# Written task:
Swap "keypoint" for "marker" everywhere in the records below, change nothing else, and write the records out again without the pictures.

***

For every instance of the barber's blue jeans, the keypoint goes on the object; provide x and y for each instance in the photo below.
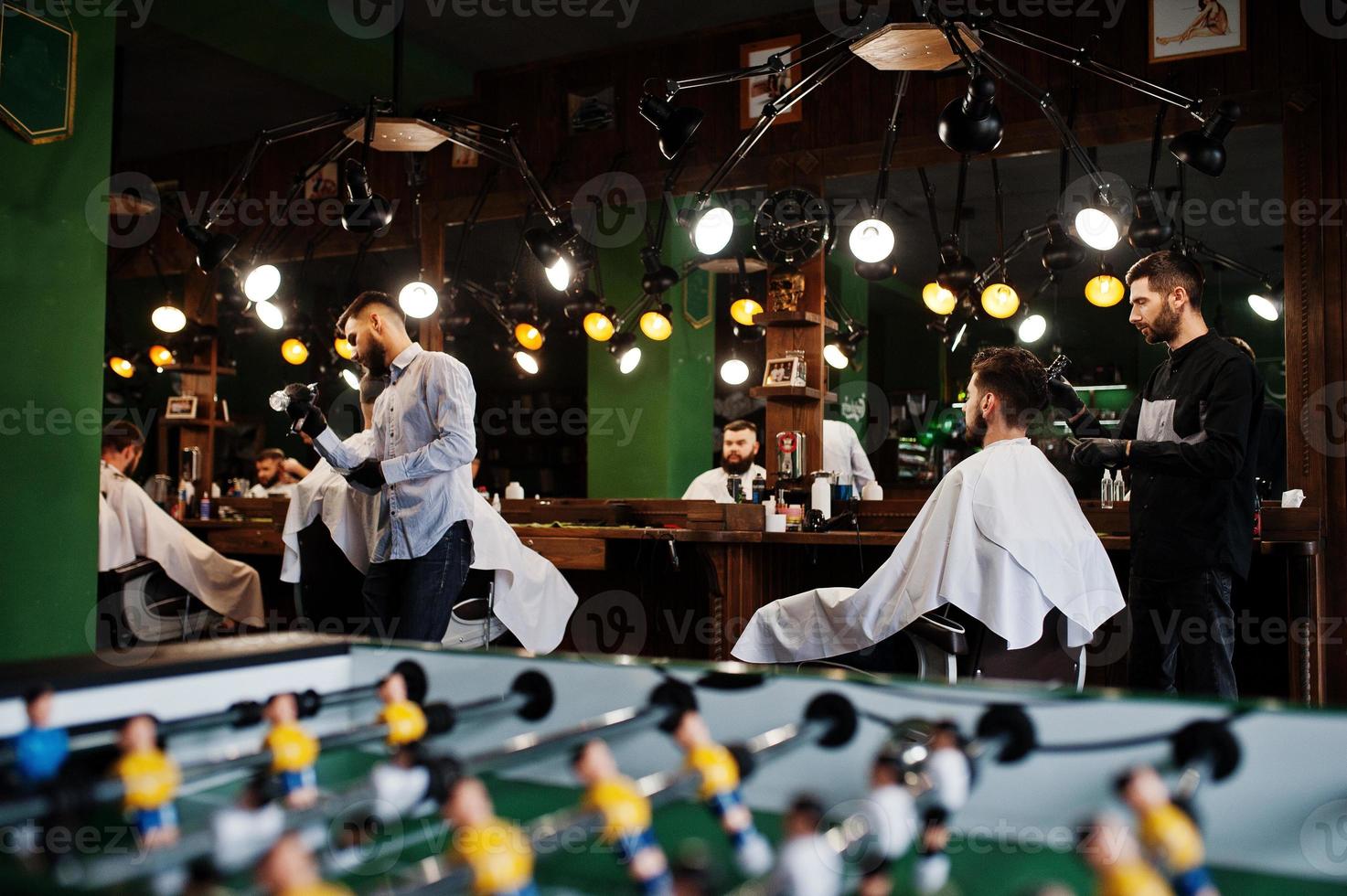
(1183, 635)
(412, 600)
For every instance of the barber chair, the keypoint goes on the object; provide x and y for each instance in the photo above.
(139, 603)
(951, 645)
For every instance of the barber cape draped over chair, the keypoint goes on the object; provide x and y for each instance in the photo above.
(509, 583)
(1001, 539)
(155, 599)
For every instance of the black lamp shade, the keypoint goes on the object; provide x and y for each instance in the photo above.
(675, 124)
(211, 248)
(1204, 148)
(973, 124)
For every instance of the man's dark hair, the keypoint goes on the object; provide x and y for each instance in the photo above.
(364, 301)
(122, 434)
(1013, 375)
(1170, 270)
(370, 387)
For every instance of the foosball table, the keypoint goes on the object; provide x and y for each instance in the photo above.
(304, 764)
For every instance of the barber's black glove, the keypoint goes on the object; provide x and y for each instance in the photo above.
(368, 477)
(1110, 453)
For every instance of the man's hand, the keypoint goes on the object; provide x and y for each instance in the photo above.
(1111, 453)
(1063, 397)
(368, 477)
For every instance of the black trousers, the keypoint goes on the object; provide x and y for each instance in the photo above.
(412, 600)
(1183, 635)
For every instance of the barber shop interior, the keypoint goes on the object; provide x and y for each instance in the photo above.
(674, 448)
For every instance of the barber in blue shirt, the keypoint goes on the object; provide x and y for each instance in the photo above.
(423, 443)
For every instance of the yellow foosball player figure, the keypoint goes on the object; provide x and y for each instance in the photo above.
(496, 852)
(626, 816)
(293, 752)
(1116, 859)
(1167, 833)
(404, 717)
(718, 773)
(288, 869)
(150, 779)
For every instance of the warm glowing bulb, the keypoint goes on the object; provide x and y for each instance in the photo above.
(734, 372)
(168, 318)
(1264, 307)
(294, 350)
(418, 299)
(657, 326)
(743, 310)
(561, 273)
(1033, 327)
(529, 336)
(1096, 228)
(1000, 301)
(712, 230)
(1105, 292)
(598, 326)
(270, 315)
(527, 363)
(871, 240)
(937, 298)
(262, 282)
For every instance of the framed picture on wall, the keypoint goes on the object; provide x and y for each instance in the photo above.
(181, 407)
(1187, 28)
(757, 91)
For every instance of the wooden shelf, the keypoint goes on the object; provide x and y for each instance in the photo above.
(795, 318)
(791, 394)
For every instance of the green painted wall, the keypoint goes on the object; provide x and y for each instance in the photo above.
(53, 272)
(648, 430)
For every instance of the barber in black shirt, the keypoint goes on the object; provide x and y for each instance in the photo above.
(1190, 441)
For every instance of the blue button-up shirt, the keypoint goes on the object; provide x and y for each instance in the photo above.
(424, 440)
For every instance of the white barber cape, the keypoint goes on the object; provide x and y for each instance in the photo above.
(1002, 538)
(529, 594)
(131, 525)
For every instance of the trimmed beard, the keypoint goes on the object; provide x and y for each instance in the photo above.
(735, 468)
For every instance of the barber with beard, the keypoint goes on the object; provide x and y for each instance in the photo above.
(738, 448)
(1190, 441)
(423, 438)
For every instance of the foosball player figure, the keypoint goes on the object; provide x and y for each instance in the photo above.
(1168, 834)
(496, 852)
(1116, 859)
(150, 782)
(288, 869)
(40, 750)
(806, 862)
(293, 752)
(718, 773)
(404, 717)
(626, 816)
(948, 778)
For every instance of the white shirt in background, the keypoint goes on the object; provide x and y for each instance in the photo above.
(712, 485)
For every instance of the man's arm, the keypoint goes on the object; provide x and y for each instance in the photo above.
(452, 399)
(1222, 453)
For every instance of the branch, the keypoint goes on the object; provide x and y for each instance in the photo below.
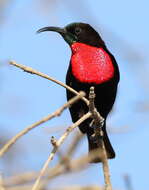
(43, 120)
(33, 71)
(98, 135)
(58, 143)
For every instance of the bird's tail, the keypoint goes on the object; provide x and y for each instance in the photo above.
(93, 146)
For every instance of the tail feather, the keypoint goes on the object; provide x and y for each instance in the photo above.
(93, 146)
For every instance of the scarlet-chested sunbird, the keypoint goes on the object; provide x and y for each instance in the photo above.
(91, 64)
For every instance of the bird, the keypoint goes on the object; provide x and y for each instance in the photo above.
(91, 64)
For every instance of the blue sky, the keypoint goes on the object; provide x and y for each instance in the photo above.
(26, 98)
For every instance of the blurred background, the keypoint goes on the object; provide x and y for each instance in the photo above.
(26, 98)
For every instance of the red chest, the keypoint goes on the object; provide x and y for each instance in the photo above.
(91, 64)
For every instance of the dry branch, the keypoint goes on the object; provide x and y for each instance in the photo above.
(98, 135)
(43, 120)
(33, 71)
(59, 142)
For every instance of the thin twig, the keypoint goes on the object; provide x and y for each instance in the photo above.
(59, 142)
(43, 120)
(1, 182)
(33, 71)
(98, 134)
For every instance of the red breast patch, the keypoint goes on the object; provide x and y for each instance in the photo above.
(91, 64)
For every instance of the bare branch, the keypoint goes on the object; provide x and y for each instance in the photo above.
(33, 71)
(43, 120)
(98, 134)
(59, 142)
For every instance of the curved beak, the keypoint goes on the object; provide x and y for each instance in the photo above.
(68, 37)
(52, 28)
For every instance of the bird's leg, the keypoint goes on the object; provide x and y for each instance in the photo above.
(98, 121)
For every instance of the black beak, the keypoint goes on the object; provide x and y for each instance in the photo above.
(68, 37)
(52, 28)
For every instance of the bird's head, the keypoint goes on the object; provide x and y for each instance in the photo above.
(77, 32)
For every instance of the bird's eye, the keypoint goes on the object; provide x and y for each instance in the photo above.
(78, 30)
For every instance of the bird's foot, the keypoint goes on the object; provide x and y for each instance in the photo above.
(96, 139)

***

# Worked solution:
For every instance of the barber's blue jeans, the marker goes on the object; provide x and y for each instance in the photo below.
(1183, 635)
(412, 600)
For every instance of the barber chair, the marker goes on the object; provide x and y for each instance in the photo above.
(139, 603)
(951, 645)
For every instance of the barber cape draped over chair, the marker goes on the object; provide x and y for each instance in the photo above.
(509, 583)
(1001, 539)
(155, 599)
For every instance of the black lamp shade, the marker goes on the object; provide x and y for each instance in the photo above.
(675, 124)
(211, 248)
(1204, 148)
(973, 124)
For every instance of the man's dark hair, the marker goes on the object; provide x and y for each instance in the photo above.
(364, 301)
(122, 434)
(1013, 375)
(1170, 270)
(370, 387)
For every instance of the foosball table, the marker goes on the object; provide x and y for each instance in the photo above.
(304, 764)
For every instance of the barber's black glove, the marker goes on the object; provide x and y for each instance in the photo above.
(368, 477)
(1110, 453)
For every instance of the man's hand, the marker goes on the object; provide x and y for each instance in the photo above.
(1111, 453)
(1063, 397)
(368, 477)
For every instance of the black trousers, the marker goes on the object; provide x and y for each instance in the photo above.
(412, 600)
(1183, 635)
For every instance of the barber shop interior, the marker goes on the object; provide x and y for each instance in the photo above.
(674, 448)
For every instance of the barber in blue shirt, the marker goes on the object; provide x and y for each instance in the photo above.
(423, 443)
For every instance of the yellow foosball player figure, the marker goes on the object; provide x and y for each instance in the photo above.
(496, 852)
(626, 816)
(293, 752)
(1116, 859)
(1167, 833)
(404, 717)
(718, 773)
(288, 869)
(150, 779)
For every instance of the warm glowing bulb, the marker goes on the object; provide x and y for each instance in the photo above.
(734, 372)
(168, 318)
(1264, 307)
(294, 350)
(418, 299)
(657, 326)
(743, 310)
(561, 273)
(1033, 327)
(529, 336)
(1096, 228)
(1000, 301)
(712, 230)
(1105, 292)
(598, 326)
(270, 315)
(527, 363)
(871, 240)
(937, 298)
(262, 282)
For every instance of the framed picture on wall, the marker goes on the object; provide x and y for each instance in the photo above.
(181, 407)
(1187, 28)
(757, 91)
For every instance of the wooden shelf, the marker goes on the object; provide x and y for each instance in the photo above.
(795, 318)
(791, 394)
For every instance of the green painted wall, the marker goes on the object; provide x and y for each instance in the photo above.
(53, 272)
(648, 430)
For every instance of the barber in black shirt, the marker goes on the object; provide x and y for each instance in the photo above.
(1190, 441)
For every instance of the blue button-up shirt, the marker goes on the object; provide x and y for each instance in the photo above.
(424, 440)
For every instance of the white barber cape, the marker goes on the object; provide x and y for each instance in the photo above.
(1002, 538)
(529, 594)
(131, 525)
For every instance of the trimmed beard, the marker goes on the object; provide x and y for each instance in the photo above.
(735, 468)
For every instance of the barber with beard, the marker goes on the object; provide x and y for each instance in the photo above.
(738, 448)
(1190, 441)
(423, 438)
For every instance of the foosball player figure, the marker goes on the object; provide x and y for each instance in the photo above.
(1168, 834)
(496, 852)
(1116, 859)
(150, 782)
(288, 869)
(40, 750)
(806, 862)
(293, 752)
(718, 773)
(404, 717)
(626, 816)
(948, 778)
For every instance of the white shirt in background, the marker goes on the object; provide x and y for each instance in the photo above.
(712, 485)
For every instance of the man's arm, the marker goes on the object; provide x and y for each instance in the photo above.
(452, 399)
(1222, 453)
For every instance of the branch, the marker goes on the object; provide x and y for each instance in the photo below.
(43, 120)
(33, 71)
(98, 135)
(58, 143)
For every instance of the bird's tail, the marker goes on the object; provide x and y for each instance in the photo above.
(93, 146)
For every instance of the tail feather, the marker goes on the object; provide x and y for each instance in the photo above.
(93, 146)
For every instance of the scarlet-chested sunbird, the marker goes on the object; provide x and y for each instance in the photo above.
(91, 64)
For every instance of the bird, the marker goes on the object; provide x and y for each instance in the photo above.
(91, 64)
For every instance of the blue sky, the marker goes on the object; provide x and y for each instance in the photo above.
(26, 98)
For every instance of the blurred background, the marker goes on the object; provide x and y for each instance in the photo above.
(26, 98)
For every instance of the red chest, the marker goes on the object; provide x and y for each instance in the photo above.
(91, 64)
For every instance of the dry branch, the marker goes on the object; provide x and y for each instance in the photo above.
(98, 135)
(43, 120)
(33, 71)
(59, 142)
For every instance of the thin twig, the marker goes on the object; provide x and y for each instance in the photo above.
(59, 142)
(43, 120)
(1, 182)
(33, 71)
(98, 134)
For every instance of the red breast patch, the marker goes on the object; provide x and y for each instance in the photo above.
(91, 64)
For every instance of the bare branch, the marker goes on the object; provide x and y for each instance in the photo above.
(33, 71)
(43, 120)
(98, 134)
(59, 142)
For every instance of the curved beak, the marker goes on the object; provide x and y for each instance in the photo above.
(68, 37)
(52, 28)
For every instance of the bird's leg, the marker goes on the object; provide x and y for each instance in the photo above.
(98, 121)
For every instance of the black beak, the marker goes on the object; provide x and y for each instance in the photo above.
(68, 37)
(52, 28)
For every instance of the bird's head, the marker goes on the object; provide x and y for each instance in the photo above.
(77, 32)
For every instance of the bird's eye, the marker goes on the object; provide x and y for each instance in the photo above.
(78, 30)
For every instance of the bird's foot, the marker goes on the object; provide x and y for each instance in the photo above.
(96, 139)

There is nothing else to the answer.